EXERCISE DETAILS:
Report every line of the material below that contains the word "jacket", copying each such line in full.

>> BEGIN

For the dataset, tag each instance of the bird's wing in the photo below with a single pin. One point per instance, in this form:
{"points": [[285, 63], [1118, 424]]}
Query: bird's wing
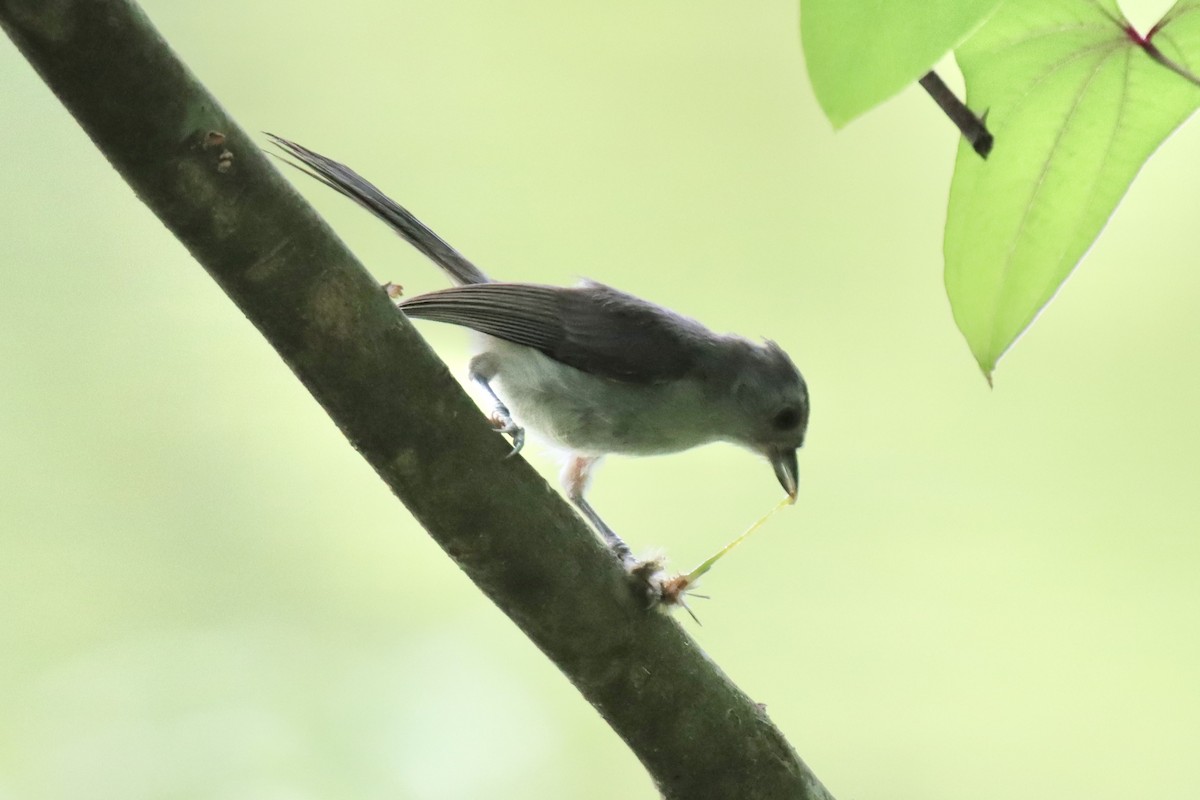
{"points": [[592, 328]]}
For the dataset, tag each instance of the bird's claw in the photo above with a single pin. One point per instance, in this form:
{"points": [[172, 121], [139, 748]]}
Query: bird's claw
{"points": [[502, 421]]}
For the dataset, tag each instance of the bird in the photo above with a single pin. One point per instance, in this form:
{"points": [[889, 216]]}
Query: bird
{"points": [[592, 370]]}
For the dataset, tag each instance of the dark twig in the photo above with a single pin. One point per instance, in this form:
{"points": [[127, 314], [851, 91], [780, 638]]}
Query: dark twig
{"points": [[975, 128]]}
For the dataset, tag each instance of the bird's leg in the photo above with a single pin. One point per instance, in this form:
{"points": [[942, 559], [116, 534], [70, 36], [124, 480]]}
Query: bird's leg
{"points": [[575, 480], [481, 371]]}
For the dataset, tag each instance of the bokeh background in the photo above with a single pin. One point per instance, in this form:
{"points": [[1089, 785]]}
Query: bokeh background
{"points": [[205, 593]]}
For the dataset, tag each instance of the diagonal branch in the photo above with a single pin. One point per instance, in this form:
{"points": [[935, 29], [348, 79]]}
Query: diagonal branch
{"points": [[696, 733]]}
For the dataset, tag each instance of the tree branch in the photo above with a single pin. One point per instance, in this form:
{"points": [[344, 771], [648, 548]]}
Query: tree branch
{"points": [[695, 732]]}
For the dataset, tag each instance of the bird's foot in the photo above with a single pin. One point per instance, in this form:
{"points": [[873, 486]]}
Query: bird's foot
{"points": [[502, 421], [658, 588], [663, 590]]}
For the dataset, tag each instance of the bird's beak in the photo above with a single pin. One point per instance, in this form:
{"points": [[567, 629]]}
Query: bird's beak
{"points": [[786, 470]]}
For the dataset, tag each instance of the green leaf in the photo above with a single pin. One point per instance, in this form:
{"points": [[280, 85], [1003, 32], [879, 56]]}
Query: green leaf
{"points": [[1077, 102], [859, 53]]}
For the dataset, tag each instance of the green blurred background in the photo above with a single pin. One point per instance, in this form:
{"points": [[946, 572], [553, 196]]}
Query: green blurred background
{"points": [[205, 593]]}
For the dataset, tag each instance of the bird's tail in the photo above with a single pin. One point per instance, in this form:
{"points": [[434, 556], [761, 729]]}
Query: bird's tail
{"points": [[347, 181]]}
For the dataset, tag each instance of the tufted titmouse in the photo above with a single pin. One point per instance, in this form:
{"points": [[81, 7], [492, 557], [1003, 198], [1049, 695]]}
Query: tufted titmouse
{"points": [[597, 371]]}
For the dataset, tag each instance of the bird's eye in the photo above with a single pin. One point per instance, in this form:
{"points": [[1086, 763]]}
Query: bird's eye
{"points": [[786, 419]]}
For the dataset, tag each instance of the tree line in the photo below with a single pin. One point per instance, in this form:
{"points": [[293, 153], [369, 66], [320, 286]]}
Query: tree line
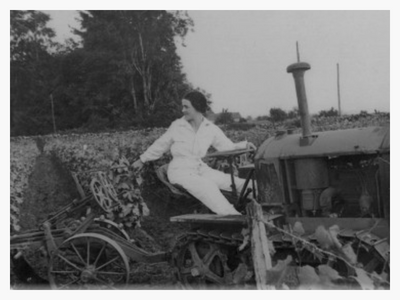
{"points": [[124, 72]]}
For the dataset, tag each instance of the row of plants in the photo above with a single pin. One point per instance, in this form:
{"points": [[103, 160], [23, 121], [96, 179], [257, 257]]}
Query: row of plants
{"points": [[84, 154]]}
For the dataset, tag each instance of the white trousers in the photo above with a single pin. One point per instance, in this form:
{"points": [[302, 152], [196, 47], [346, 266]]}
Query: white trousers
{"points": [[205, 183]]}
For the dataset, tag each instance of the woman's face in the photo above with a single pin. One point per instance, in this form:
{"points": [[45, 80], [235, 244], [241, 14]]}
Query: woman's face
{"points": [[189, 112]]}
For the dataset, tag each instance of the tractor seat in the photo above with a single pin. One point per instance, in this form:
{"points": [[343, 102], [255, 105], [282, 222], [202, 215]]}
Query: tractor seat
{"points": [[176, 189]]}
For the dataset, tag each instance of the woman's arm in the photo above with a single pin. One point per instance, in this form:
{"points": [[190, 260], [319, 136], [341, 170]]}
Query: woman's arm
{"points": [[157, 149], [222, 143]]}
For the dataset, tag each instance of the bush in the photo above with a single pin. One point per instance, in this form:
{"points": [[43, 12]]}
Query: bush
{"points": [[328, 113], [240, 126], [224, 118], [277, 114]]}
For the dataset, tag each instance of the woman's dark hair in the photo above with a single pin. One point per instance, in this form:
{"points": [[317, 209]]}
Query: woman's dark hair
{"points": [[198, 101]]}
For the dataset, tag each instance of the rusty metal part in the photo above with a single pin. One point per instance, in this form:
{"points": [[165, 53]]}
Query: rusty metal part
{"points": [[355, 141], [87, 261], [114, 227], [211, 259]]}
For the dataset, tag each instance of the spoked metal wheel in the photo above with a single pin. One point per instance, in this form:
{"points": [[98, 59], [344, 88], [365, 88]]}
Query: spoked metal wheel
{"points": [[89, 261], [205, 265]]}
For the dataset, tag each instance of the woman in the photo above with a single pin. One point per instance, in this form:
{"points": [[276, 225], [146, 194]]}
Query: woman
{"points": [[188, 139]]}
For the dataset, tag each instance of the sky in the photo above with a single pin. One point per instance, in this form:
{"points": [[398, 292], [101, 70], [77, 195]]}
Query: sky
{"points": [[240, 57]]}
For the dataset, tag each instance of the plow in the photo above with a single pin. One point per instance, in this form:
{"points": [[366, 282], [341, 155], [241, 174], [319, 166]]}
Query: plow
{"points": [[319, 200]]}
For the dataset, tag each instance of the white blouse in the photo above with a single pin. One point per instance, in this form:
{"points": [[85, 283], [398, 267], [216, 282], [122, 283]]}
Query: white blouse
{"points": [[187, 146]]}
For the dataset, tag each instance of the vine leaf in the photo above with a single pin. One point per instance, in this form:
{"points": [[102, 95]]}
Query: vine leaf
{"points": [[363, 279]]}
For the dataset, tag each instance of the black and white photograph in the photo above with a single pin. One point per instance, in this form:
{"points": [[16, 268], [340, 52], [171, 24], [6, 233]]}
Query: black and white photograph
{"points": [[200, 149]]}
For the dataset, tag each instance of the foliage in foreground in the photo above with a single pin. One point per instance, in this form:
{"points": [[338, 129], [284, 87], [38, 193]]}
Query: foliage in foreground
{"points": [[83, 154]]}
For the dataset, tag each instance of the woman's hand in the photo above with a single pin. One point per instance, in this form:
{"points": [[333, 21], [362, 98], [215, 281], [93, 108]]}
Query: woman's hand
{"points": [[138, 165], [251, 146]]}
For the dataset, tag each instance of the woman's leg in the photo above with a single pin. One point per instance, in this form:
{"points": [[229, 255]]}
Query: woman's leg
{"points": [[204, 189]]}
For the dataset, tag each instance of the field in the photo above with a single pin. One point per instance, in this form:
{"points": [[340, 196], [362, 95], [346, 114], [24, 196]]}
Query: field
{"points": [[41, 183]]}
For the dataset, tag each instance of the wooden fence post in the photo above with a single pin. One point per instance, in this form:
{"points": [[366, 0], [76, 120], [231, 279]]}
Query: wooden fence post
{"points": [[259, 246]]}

>> END
>> BEGIN

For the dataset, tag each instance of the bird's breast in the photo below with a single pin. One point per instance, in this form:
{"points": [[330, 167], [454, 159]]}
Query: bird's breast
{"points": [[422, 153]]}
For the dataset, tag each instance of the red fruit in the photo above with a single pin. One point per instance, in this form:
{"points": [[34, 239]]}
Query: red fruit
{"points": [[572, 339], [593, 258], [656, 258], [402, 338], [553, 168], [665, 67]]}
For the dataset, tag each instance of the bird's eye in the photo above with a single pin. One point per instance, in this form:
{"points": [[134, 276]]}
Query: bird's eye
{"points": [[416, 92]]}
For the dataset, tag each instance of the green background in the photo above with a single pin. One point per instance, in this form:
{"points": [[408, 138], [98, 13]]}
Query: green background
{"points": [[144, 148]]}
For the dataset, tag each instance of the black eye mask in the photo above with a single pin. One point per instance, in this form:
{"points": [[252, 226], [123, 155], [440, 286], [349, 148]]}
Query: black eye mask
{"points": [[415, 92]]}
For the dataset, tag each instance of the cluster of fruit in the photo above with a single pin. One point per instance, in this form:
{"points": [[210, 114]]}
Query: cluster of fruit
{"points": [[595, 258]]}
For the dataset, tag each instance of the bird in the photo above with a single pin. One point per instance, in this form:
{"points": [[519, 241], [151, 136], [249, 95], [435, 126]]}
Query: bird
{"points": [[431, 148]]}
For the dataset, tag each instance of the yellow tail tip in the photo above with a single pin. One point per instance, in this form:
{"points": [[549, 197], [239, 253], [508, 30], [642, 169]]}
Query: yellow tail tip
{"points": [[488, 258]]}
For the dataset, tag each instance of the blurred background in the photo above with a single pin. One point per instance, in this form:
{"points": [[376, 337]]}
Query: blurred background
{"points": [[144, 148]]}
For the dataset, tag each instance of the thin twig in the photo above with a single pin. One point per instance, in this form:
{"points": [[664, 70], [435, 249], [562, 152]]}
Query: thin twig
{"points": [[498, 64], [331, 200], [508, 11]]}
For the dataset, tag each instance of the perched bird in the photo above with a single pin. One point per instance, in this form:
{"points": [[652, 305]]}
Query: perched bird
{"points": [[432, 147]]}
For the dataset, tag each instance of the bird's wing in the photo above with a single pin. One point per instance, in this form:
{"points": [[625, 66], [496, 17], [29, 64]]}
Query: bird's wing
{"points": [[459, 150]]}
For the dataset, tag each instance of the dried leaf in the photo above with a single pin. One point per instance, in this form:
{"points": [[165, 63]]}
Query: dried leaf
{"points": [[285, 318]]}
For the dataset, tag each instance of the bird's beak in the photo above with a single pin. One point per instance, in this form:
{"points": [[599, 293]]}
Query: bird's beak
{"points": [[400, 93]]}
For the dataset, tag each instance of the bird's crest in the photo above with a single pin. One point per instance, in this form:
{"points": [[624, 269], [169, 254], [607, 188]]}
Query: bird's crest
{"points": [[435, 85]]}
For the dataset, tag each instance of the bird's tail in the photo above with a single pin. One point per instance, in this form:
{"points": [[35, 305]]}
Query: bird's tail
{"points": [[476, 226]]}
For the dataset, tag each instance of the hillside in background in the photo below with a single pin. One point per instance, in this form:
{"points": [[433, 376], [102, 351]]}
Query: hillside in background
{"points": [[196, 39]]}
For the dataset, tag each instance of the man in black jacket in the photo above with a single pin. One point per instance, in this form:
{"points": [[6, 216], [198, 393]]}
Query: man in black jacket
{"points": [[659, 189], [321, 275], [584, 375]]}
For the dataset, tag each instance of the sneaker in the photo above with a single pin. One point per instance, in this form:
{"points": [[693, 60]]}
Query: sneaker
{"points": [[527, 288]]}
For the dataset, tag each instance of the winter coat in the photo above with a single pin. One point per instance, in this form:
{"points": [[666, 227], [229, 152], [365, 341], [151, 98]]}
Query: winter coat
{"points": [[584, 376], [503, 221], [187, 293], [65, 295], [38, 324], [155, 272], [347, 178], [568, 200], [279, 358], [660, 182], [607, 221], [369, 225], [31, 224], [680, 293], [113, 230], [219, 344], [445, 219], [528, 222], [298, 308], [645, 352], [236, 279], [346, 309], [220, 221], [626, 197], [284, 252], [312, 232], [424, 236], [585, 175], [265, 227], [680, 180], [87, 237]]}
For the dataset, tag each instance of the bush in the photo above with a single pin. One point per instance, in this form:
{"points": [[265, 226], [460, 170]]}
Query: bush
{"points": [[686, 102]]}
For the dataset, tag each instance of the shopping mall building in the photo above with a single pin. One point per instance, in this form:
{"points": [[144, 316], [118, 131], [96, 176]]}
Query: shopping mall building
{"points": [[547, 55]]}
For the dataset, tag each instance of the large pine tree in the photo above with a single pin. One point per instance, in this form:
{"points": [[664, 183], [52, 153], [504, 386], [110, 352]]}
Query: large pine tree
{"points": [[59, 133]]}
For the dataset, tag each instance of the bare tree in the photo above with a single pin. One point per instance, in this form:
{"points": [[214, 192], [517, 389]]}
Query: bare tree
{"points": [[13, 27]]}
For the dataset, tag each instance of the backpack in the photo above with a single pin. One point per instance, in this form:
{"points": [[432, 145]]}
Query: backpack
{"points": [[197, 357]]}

>> END

ANSWER TO THE PROBLEM:
For the dataset, tag each instance of the man in black jacket in the photo above with a single pin. One point per instance, in this form:
Query: man in black jacket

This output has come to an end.